MATERIAL SHOWN

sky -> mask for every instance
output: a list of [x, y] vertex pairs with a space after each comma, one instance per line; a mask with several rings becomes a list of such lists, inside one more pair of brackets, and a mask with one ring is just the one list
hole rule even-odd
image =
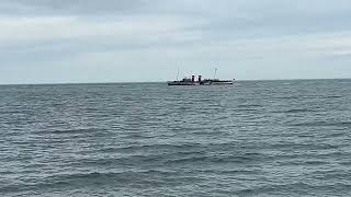
[[351, 78], [350, 0], [1, 0], [0, 84]]

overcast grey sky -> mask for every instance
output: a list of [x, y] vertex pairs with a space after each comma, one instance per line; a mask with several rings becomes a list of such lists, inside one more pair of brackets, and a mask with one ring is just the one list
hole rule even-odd
[[1, 0], [0, 83], [351, 78], [350, 0]]

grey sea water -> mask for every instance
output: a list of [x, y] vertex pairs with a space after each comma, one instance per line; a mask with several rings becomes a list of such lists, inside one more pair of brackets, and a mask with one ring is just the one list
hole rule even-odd
[[1, 85], [0, 196], [351, 196], [351, 80]]

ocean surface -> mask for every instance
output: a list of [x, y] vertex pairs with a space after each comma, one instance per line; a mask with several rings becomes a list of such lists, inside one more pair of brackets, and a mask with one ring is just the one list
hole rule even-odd
[[351, 80], [0, 85], [0, 196], [351, 196]]

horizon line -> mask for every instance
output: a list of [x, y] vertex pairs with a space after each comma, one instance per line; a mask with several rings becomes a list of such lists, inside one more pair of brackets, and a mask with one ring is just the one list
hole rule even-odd
[[[296, 78], [296, 79], [242, 79], [235, 81], [307, 81], [307, 80], [351, 80], [351, 78]], [[0, 85], [65, 85], [65, 84], [123, 84], [123, 83], [166, 83], [168, 81], [106, 81], [106, 82], [43, 82], [43, 83], [0, 83]]]

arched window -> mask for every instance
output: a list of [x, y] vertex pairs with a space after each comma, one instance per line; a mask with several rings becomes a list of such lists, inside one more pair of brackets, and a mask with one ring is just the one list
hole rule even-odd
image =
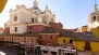
[[99, 20], [99, 16], [98, 16], [98, 20]]
[[32, 18], [32, 22], [34, 23], [34, 18]]
[[53, 22], [53, 18], [51, 18], [51, 22]]
[[65, 42], [65, 39], [63, 39], [63, 42]]
[[94, 22], [96, 20], [96, 16], [94, 16]]
[[50, 36], [50, 39], [52, 39], [52, 36]]
[[41, 17], [38, 17], [38, 23], [42, 22]]

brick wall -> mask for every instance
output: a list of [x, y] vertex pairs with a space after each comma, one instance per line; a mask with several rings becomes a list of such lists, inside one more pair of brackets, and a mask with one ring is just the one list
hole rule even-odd
[[50, 22], [50, 27], [57, 29], [58, 31], [62, 32], [63, 31], [63, 25], [61, 23], [53, 23]]

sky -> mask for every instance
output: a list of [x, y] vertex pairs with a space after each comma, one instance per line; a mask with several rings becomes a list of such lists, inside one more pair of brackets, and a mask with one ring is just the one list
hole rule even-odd
[[[0, 13], [0, 27], [10, 19], [9, 10], [16, 4], [33, 6], [34, 0], [8, 0], [2, 13]], [[94, 10], [95, 0], [37, 0], [38, 8], [45, 11], [46, 5], [55, 14], [55, 22], [62, 23], [63, 28], [81, 28], [88, 24], [88, 15]], [[99, 8], [99, 0], [96, 0]]]

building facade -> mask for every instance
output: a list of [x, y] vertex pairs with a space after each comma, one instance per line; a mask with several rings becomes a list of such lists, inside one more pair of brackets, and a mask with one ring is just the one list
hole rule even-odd
[[30, 9], [24, 4], [16, 5], [15, 10], [10, 9], [10, 20], [4, 24], [4, 28], [9, 33], [39, 32], [49, 27], [50, 22], [55, 22], [55, 15], [48, 5], [41, 11], [35, 0]]
[[91, 28], [96, 28], [99, 26], [99, 11], [97, 8], [97, 4], [94, 5], [94, 11], [90, 12], [88, 15], [88, 31], [90, 31]]

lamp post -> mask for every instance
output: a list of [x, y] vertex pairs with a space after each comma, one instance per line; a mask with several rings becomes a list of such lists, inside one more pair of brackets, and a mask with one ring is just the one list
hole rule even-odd
[[27, 54], [26, 53], [26, 50], [27, 50], [27, 45], [26, 45], [26, 37], [24, 38], [24, 43], [25, 43], [25, 55]]

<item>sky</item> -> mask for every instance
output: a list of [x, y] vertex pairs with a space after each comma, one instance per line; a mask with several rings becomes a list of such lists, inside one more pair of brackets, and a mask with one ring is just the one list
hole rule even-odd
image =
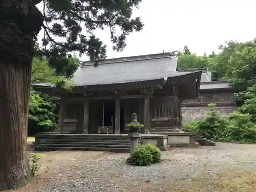
[[[42, 5], [38, 7], [41, 10]], [[202, 55], [218, 52], [228, 40], [255, 38], [255, 0], [143, 0], [133, 14], [141, 17], [143, 29], [127, 37], [122, 52], [112, 49], [108, 29], [95, 34], [108, 46], [109, 58], [182, 51], [185, 45]], [[81, 60], [88, 58], [83, 55]]]

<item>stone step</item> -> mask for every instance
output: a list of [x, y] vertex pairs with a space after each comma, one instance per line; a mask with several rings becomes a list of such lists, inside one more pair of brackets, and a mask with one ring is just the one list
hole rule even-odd
[[111, 142], [111, 143], [130, 143], [130, 139], [128, 140], [98, 140], [98, 139], [79, 139], [79, 140], [77, 139], [47, 139], [47, 141], [50, 142], [94, 142], [94, 143], [102, 143], [102, 142]]
[[177, 131], [174, 131], [173, 130], [151, 130], [151, 133], [173, 133], [176, 132]]
[[99, 143], [100, 143], [100, 145], [124, 145], [124, 146], [128, 146], [130, 147], [131, 145], [131, 144], [130, 142], [87, 142], [87, 141], [61, 141], [61, 140], [58, 140], [58, 141], [46, 141], [44, 142], [42, 142], [41, 144], [39, 144], [39, 145], [42, 144], [75, 144], [75, 145], [98, 145]]
[[35, 147], [35, 151], [94, 151], [101, 152], [110, 152], [114, 153], [130, 153], [130, 148], [107, 148], [107, 147], [73, 147], [73, 146], [41, 146]]
[[44, 143], [40, 144], [38, 146], [45, 146], [45, 147], [90, 147], [90, 148], [130, 148], [130, 145], [105, 145], [103, 143], [99, 143], [92, 145], [89, 144], [75, 144], [75, 143], [68, 143], [68, 144], [48, 144]]
[[56, 135], [55, 136], [55, 138], [56, 139], [64, 139], [64, 138], [68, 138], [69, 139], [70, 138], [75, 138], [75, 139], [84, 139], [84, 138], [91, 138], [91, 139], [113, 139], [113, 140], [116, 140], [116, 139], [130, 139], [130, 137], [129, 137], [127, 136], [118, 136], [118, 135], [115, 135], [114, 136], [113, 135], [107, 135], [107, 134], [104, 134], [104, 135], [83, 135], [82, 134], [78, 135], [77, 134], [67, 134], [67, 135]]

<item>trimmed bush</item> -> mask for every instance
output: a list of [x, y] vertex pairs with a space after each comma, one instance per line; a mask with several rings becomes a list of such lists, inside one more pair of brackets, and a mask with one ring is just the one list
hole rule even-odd
[[150, 165], [153, 160], [152, 155], [143, 145], [139, 145], [131, 153], [131, 157], [137, 165], [145, 166]]
[[153, 163], [158, 163], [161, 161], [161, 151], [158, 147], [152, 144], [145, 144], [145, 147], [152, 155]]
[[149, 165], [161, 161], [161, 152], [156, 146], [151, 144], [140, 145], [131, 153], [127, 163], [139, 166]]

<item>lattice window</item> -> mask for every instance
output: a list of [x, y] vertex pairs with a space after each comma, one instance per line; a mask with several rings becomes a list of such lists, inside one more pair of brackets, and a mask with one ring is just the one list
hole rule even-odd
[[154, 102], [154, 118], [173, 117], [174, 99], [156, 99]]
[[234, 95], [232, 93], [217, 94], [214, 95], [215, 102], [232, 102], [234, 101]]

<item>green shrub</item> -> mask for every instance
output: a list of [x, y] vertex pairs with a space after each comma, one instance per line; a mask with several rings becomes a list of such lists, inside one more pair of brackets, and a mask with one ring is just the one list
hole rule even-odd
[[230, 117], [225, 129], [219, 133], [219, 141], [240, 141], [247, 143], [256, 142], [256, 125], [251, 121], [248, 114], [234, 112]]
[[152, 155], [152, 163], [158, 163], [161, 161], [161, 151], [156, 146], [152, 144], [146, 144], [144, 145], [146, 150]]
[[41, 164], [40, 162], [40, 159], [45, 156], [45, 154], [41, 153], [32, 153], [29, 155], [29, 166], [33, 176], [34, 176], [35, 173], [41, 168]]
[[134, 160], [135, 164], [139, 166], [150, 165], [153, 161], [152, 154], [143, 145], [139, 146], [131, 153], [131, 157]]
[[149, 165], [161, 161], [161, 151], [151, 144], [140, 145], [131, 153], [131, 157], [135, 164], [139, 166]]
[[205, 120], [188, 122], [185, 127], [191, 133], [207, 139], [214, 138], [217, 141], [255, 143], [256, 125], [253, 119], [250, 114], [239, 112], [235, 112], [229, 118], [224, 119], [216, 109], [211, 107]]
[[56, 105], [52, 98], [31, 89], [28, 135], [54, 131], [57, 127]]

CHALLENGE
Copy out everything above from the line with "building facade -> mask for every instance" down to the line with "58], [83, 55]]]", including both of those lines. Leave the pictures out of your copy.

FINISHED EXERCISE
building facade -> mask for every instance
output: a list of [x, y] vertex pairs with a space after each comma, one instance per line; a mask with several rings becomes a list of such lists, inside one more pair of brackets, and a mask with one ring is just the one list
hole rule even-odd
[[30, 9], [24, 4], [16, 5], [15, 10], [10, 9], [10, 20], [4, 24], [4, 28], [9, 33], [39, 32], [49, 27], [50, 22], [55, 22], [55, 15], [48, 5], [41, 11], [35, 0]]
[[91, 28], [96, 28], [99, 26], [99, 11], [97, 8], [97, 4], [94, 5], [94, 11], [90, 12], [88, 15], [88, 31], [90, 31]]

lamp post -> mask for every instance
output: a list of [x, y] vertex pairs with a space after each comma, one instance per line; a mask with several rings becomes a list of such lists, inside one more pair of brackets, and a mask with one ring is just the one list
hole rule even-odd
[[27, 54], [26, 53], [26, 50], [27, 50], [27, 45], [26, 45], [26, 37], [24, 38], [24, 43], [25, 43], [25, 55]]

<item>sky</item> -> mask for every instance
output: a list of [x, y] vertex pairs with a space after each comma, one instance per line; a mask with several rings becomes a list of such lists, inside one more pair of brackets, and a mask with one ring is just the one list
hole rule even-odd
image =
[[[42, 5], [38, 7], [41, 10]], [[202, 55], [218, 52], [228, 40], [255, 38], [255, 0], [143, 0], [133, 14], [141, 17], [143, 29], [127, 37], [122, 52], [112, 49], [108, 29], [95, 34], [108, 46], [109, 58], [182, 51], [185, 45]], [[81, 60], [88, 58], [83, 55]]]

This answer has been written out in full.